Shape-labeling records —

>> Start

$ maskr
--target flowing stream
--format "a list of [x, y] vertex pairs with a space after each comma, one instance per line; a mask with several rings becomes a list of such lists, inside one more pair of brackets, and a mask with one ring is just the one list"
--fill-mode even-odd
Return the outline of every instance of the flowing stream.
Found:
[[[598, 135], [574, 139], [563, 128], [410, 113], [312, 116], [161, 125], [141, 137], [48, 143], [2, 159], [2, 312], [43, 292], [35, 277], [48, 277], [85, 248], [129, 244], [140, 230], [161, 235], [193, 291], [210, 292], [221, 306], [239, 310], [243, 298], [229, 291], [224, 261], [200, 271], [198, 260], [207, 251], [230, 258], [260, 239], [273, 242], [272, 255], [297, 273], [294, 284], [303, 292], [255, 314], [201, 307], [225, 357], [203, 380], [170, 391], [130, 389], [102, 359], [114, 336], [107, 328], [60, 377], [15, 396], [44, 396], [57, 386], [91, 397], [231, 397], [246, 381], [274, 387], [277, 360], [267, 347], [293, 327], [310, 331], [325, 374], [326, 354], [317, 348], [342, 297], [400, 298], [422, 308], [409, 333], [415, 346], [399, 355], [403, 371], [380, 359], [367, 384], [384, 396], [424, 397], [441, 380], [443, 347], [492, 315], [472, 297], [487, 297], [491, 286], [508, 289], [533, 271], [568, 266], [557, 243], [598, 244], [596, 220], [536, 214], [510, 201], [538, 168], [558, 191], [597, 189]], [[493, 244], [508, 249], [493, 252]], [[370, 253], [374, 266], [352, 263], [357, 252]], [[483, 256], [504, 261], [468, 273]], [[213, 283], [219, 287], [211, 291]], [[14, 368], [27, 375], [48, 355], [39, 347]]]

>> End

EXERCISE — Lay out the listing above as a two-column CSV with the headers "instruction" and "response". Give one row per request, with its text and its answer each in a single quoted field and any line breaks replaced by spaces.

COMPLETE OUTPUT —
instruction,response
"$ maskr --target flowing stream --format ""a list of [x, y] vertex pairs with a space after each comma, one instance per line; a mask with several rings becomes a list of such lists, inside one more pair of brackets, and a mask with one ring is just the one list"" --fill-mode even-odd Return the outline of every instance of the flowing stream. Found:","[[[598, 135], [574, 139], [563, 128], [410, 113], [312, 116], [161, 125], [141, 137], [48, 143], [2, 159], [2, 312], [43, 292], [35, 277], [48, 277], [85, 248], [129, 244], [140, 230], [161, 235], [193, 291], [210, 292], [221, 306], [239, 310], [243, 298], [229, 291], [224, 261], [200, 271], [198, 260], [207, 251], [230, 258], [260, 239], [273, 242], [272, 255], [297, 273], [294, 284], [303, 292], [255, 314], [201, 307], [225, 357], [203, 380], [170, 391], [130, 389], [102, 359], [114, 336], [107, 328], [60, 377], [15, 396], [44, 396], [57, 386], [91, 397], [231, 397], [246, 381], [274, 387], [277, 360], [267, 347], [293, 327], [310, 331], [325, 374], [326, 354], [317, 348], [342, 297], [400, 298], [422, 308], [409, 333], [415, 346], [399, 355], [403, 371], [380, 359], [367, 384], [384, 396], [424, 397], [441, 380], [443, 347], [492, 315], [472, 297], [487, 297], [491, 286], [508, 289], [533, 271], [568, 266], [557, 243], [598, 244], [596, 220], [536, 214], [510, 201], [538, 168], [558, 191], [597, 189]], [[493, 244], [508, 249], [493, 252]], [[370, 253], [374, 266], [352, 263], [357, 252]], [[483, 256], [504, 261], [468, 273]], [[213, 283], [219, 287], [211, 291]], [[14, 368], [27, 375], [48, 355], [39, 347]]]"